_Exercise description_
Rewrite the data from the line with "Target: tree line on shore" through the end of the data, replacing "Drop a pin" with "Place a marker" and leaving everything else unchanged.

_Information given_
-- start --

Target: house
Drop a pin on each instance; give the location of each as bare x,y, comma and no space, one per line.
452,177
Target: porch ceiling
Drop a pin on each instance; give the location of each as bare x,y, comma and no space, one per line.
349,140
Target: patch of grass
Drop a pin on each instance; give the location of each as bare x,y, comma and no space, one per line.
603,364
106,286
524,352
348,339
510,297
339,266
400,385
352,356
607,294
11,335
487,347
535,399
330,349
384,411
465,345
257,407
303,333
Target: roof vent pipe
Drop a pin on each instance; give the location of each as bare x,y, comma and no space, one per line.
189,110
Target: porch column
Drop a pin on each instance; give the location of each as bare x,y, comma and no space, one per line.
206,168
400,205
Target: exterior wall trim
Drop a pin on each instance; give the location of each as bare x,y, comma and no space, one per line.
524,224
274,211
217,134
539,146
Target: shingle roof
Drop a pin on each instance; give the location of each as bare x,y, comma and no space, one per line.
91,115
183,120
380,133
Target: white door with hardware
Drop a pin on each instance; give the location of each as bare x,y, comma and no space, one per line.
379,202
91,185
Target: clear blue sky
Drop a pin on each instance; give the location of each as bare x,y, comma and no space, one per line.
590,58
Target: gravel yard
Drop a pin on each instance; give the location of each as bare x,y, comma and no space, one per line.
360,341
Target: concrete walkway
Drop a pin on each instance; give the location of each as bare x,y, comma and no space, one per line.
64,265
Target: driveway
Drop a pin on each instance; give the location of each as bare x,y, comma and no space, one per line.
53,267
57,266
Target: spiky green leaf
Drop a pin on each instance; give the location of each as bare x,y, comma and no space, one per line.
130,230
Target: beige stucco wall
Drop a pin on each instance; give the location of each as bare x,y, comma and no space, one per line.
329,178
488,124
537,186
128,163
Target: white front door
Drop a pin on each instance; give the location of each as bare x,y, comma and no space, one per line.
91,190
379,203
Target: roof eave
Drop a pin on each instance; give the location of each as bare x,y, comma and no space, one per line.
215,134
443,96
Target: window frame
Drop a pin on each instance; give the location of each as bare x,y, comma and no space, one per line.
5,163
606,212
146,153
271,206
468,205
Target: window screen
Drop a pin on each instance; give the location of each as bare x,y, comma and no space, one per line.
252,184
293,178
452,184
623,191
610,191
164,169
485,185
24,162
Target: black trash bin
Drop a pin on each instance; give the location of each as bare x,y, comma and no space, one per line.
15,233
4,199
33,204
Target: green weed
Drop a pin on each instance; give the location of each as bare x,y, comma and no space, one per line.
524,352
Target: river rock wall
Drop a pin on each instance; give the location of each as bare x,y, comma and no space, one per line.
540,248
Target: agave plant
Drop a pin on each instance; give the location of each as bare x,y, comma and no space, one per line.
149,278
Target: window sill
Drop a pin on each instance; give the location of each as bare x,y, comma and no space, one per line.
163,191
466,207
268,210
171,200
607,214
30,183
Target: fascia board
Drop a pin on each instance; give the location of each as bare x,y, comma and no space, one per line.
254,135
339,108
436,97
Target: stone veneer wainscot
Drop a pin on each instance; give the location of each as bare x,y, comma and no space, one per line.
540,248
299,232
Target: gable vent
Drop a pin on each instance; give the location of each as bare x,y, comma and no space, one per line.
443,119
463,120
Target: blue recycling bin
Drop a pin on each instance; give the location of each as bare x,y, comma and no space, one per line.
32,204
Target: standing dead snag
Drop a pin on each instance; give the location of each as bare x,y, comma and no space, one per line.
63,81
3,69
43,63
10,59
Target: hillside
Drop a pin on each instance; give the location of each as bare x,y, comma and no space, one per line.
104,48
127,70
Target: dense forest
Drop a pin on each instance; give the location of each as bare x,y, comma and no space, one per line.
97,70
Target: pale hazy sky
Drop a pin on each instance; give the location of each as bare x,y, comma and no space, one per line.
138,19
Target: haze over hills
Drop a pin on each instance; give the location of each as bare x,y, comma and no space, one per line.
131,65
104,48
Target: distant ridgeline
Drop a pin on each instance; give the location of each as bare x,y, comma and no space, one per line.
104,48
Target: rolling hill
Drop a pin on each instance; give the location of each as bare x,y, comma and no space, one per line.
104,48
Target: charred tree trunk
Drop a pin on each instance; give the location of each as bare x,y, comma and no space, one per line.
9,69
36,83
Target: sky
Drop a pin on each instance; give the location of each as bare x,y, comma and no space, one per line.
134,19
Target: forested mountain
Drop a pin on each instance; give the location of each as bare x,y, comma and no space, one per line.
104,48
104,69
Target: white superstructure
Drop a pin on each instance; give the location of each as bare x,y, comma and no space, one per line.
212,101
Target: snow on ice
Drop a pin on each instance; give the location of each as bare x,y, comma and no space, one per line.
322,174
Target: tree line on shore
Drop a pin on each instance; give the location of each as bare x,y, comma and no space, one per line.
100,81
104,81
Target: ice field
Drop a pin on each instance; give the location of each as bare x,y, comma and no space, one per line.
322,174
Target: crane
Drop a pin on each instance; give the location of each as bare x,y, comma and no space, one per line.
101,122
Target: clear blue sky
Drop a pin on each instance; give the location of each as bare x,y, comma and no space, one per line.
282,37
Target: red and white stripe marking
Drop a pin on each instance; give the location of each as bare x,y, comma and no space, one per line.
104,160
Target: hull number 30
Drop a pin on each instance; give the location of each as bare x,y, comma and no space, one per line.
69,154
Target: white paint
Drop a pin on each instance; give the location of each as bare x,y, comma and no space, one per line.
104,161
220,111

-- end --

_Written answer_
Target: tree line on shore
Place a marker on each instance; give the location of each as bare x,y, comma and no space, one per line.
100,81
104,81
Target: ice field
Place a marker on each instance; give the location of each as bare x,y, comma and no space, one per line.
322,174
Target: crane
Place a marker on each instance; give the location of each as bare x,y, comma and no space, one per line.
101,122
Target: clear blue sky
Place a marker on each instance; give the location of each as bare x,y, comma and no space, one per line.
282,37
Target: red and white stripe marking
Place a marker on each instance; give the location of each as bare x,y, comma and no space, one per line.
104,160
Target: hull number 30
Place a marker on each instance; give the location of each as bare x,y, comma and no space, one per line.
69,154
Target: white paint
Place a marker on each instance; give the location of each as bare x,y, comma and no space, one per line.
104,161
220,111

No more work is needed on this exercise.